* [Instruction]
Copy every one of the records below word for word.

* [Records for this exercise]
-=-=-

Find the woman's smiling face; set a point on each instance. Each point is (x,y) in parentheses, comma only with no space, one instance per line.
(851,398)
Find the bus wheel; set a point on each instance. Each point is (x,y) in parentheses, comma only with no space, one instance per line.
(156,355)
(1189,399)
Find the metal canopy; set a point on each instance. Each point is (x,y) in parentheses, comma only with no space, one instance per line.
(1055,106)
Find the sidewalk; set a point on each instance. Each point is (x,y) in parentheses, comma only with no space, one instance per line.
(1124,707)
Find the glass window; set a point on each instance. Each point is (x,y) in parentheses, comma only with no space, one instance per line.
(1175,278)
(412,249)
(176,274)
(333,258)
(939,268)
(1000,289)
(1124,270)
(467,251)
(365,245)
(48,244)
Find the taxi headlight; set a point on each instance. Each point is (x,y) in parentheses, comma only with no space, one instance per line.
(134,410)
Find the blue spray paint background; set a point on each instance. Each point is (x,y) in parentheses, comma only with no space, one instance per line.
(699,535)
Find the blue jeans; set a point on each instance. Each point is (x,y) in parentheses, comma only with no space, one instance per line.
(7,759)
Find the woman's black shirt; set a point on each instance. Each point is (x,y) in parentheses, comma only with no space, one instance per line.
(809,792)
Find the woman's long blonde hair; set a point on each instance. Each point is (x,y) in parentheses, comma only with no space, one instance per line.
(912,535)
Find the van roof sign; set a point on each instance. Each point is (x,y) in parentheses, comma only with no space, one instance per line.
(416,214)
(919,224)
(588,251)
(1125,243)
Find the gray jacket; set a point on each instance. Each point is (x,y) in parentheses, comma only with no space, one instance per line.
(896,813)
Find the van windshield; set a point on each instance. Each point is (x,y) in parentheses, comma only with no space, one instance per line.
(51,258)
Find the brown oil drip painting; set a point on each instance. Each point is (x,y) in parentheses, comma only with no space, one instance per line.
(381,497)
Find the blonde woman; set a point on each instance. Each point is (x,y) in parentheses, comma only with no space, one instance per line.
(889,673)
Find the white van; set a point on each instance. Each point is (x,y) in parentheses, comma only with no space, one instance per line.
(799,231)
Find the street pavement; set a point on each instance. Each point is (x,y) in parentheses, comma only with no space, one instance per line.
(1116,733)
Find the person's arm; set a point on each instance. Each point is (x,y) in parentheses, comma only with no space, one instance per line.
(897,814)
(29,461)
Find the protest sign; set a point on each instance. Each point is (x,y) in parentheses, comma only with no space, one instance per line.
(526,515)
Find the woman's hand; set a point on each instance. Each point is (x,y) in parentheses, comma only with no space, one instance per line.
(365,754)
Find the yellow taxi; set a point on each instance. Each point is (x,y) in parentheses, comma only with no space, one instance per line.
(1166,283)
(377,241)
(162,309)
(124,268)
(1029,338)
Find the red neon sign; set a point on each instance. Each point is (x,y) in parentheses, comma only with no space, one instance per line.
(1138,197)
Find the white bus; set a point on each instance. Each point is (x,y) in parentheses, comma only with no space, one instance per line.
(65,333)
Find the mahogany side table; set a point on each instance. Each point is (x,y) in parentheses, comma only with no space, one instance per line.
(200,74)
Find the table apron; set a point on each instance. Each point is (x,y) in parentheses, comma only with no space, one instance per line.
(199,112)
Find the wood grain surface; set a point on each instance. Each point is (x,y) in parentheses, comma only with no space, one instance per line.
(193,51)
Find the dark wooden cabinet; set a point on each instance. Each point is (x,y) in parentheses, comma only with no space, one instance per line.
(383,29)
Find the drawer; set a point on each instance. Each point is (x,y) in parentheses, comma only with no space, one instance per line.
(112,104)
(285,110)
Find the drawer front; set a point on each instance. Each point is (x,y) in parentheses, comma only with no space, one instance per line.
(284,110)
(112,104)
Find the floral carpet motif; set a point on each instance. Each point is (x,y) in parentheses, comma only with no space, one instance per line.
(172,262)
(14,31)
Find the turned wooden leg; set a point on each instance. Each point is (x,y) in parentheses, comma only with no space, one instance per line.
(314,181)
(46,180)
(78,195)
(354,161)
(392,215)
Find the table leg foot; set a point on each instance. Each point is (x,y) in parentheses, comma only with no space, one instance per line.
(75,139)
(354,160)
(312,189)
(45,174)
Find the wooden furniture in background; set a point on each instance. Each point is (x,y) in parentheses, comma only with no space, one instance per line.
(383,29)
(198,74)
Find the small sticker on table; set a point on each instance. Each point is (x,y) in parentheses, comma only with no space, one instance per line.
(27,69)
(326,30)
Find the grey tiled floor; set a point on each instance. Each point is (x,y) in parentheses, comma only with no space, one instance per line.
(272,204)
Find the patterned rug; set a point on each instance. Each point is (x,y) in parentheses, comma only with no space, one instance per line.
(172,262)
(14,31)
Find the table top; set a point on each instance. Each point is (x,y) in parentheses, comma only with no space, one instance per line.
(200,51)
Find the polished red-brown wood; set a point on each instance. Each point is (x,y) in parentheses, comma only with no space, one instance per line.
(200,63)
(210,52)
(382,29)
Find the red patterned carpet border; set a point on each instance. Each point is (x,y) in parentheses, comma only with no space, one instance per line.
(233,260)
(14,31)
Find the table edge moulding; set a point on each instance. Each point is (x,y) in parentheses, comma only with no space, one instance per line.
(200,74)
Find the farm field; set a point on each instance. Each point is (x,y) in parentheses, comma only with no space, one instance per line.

-=-=-

* [Finished answer]
Find the woman's smiling face; set a point on each instance. Each point is (x,y) in parentheses, comma only with no space, one instance per line.
(851,398)
Find the bus wheel; set a point on each instance. Each point is (x,y) in parentheses, comma only with no space, one instance per line.
(156,355)
(1189,399)
Find the metal canopy; set a point on each instance. Each point is (x,y) in parentheses, comma only with no space, one instance per line.
(1055,106)
Find the sidewalk; set a point on each instance. Each point is (x,y) in parentheses, comma only with no space, one instance per line.
(1124,707)
Find the glass window; set a point on each instance. Each point is (x,y) in parentheses, comma only with no space, one instance per line.
(1175,278)
(412,249)
(176,274)
(333,258)
(939,268)
(1000,289)
(1124,270)
(467,251)
(365,245)
(48,244)
Find the taxi headlight; set a point on each instance. Each point is (x,y) in parentheses, comma only with no space, one instance per line.
(134,410)
Find the blue spray paint background; set a point on each instance. Each point is (x,y) in parentheses, comma only with no space, one instance per line.
(699,535)
Find the blue jeans; set a point on each instance. Each point is (x,y) in parentheses, comma only with no space, one instance per line.
(7,759)
Find the woman's black shirt; set a point on each instance. Each point is (x,y) in parentheses, comma only with no space, one instance per line.
(809,792)
Find the woman's long blonde hair; set a point on each instance. Each point is (x,y) in parentheses, comma only with no space, one instance per line.
(912,535)
Find the van roof sign; set a point on each instance. Each point is (x,y) in parentheses, comma only with no space, one instance per line.
(416,214)
(919,224)
(588,251)
(1125,243)
Find the gray jacket; set a point on each instance. Each point is (x,y) in parentheses, comma only with no space, one instance per line.
(896,813)
Find the van windshield; set a point on each instance. Each point is (x,y) in parentheses, comma only with no space, one instance per line.
(51,258)
Find the brown oil drip painting; set a point on each instance. Each point is (x,y) in parentheses, comma only with no space, one instance per line.
(381,497)
Find the blonde woman; set a point on each instance. Each point is (x,y) in parentheses, comma only with no space, one instance per line.
(889,673)
Find the white van; set a point on each instance. Each point is (x,y) in parentheses, comma only with no space, one instance per line.
(799,231)
Find the street pavement; set a point on each instance. Each point is (x,y) in parentheses, comma only with no space, one instance per line.
(1116,733)
Find the person's arm; set a point on each instance. Each point is (x,y) in parentheses, comma only with no space, one instance per line.
(897,814)
(29,461)
Find the protest sign; set a point on each instance. Each point is (x,y) in parentheses, comma only with no space, one instance per line.
(526,515)
Find the woman's hand; set a point on each instance. Each point is (x,y) in parentheses, comma only with no space, one instance per line.
(365,754)
Find the yellow taxi; set a point on each instance. Each point is (x,y) in parentheses, comma only with no space, one instance per line.
(1166,283)
(377,241)
(162,309)
(124,268)
(1029,338)
Find the red neon sign; set a point on each instance. Each point is (x,y) in parentheses, comma only with no space, one instance per line.
(1138,197)
Find the white bus; set a point on each instance. Each point is (x,y) in parentheses, comma only with no space, one instance per line.
(65,333)
Find the mahogany side table; set a point on each instance. Each point is (x,y) in parentheses, comma only with no space, one instance per line.
(200,74)
Find the table apron; set a point on each instance. Each point is (x,y) in parentheses, comma only with no space, one instance per line.
(199,112)
Find the wood grain surface; set a point on each instance. Each point is (x,y) in parentheses, comma only with no space, one instance per line.
(193,51)
Find the dark wooden cabinet; set a point on each instance. Each point is (x,y) in parentheses, comma only with no space, one instance per line.
(383,29)
Find the drawer; set a point on each instance. Each point is (x,y) in parentheses, comma only with no space, one instance per line.
(112,104)
(285,110)
Find the drawer front; set a point on each instance. Each point is (x,y) in parentheses, comma only with no space, one instance per line.
(284,110)
(112,104)
Find the floral carpet motif; set a point on each instance. Each point is (x,y) in parentheses, comma only with no space, one instance per line.
(172,262)
(14,31)
Find the turned wooden leg; set a point on each instance. Each point is (x,y) in parentheses, comma only with no space, one instance per line.
(314,181)
(46,180)
(78,195)
(354,161)
(392,215)
Find the table leg foot; set a point on each instance. Each point is (x,y) in parentheses, comma only with no space, one instance per line.
(75,139)
(354,160)
(312,189)
(45,174)
Find the wooden furniture in background; set a point on each instance. Each point is (x,y) in parentheses, comma only with no space, one instance per line.
(383,29)
(198,74)
Find the small sticker on table; set a point on each instance. Each point is (x,y) in parentheses, comma only with no space, one instance per line.
(27,69)
(326,30)
Find the grey tiled floor; set a point on each instance. Each point is (x,y) in parentheses, comma only with no space, one instance per line.
(272,204)
Find the patterned rug; set a point on each instance. Each point is (x,y) in parentheses, comma only with no space, one instance per line.
(172,262)
(14,31)
Find the table top; set a point on each instance. Each point is (x,y) in parentheses, comma only with no space, one instance per line.
(200,51)
Find the polished red-brown wood; set a point on each instance. Each point is (x,y) in parentheses, comma only with no space, one instance per line.
(200,63)
(210,52)
(382,29)
Find the red patterned carpet border; set a point on each instance. Each point is (x,y) in parentheses, comma only with no space, one instance per line.
(233,260)
(14,31)
Find the table edge moulding; set a point on each instance. Each point is (x,y) in parentheses, comma only with no space, one instance per line.
(200,74)
Find the farm field; set a point on each instance. Each point is (x,y) in parentheses, comma only with no space, one instance per line.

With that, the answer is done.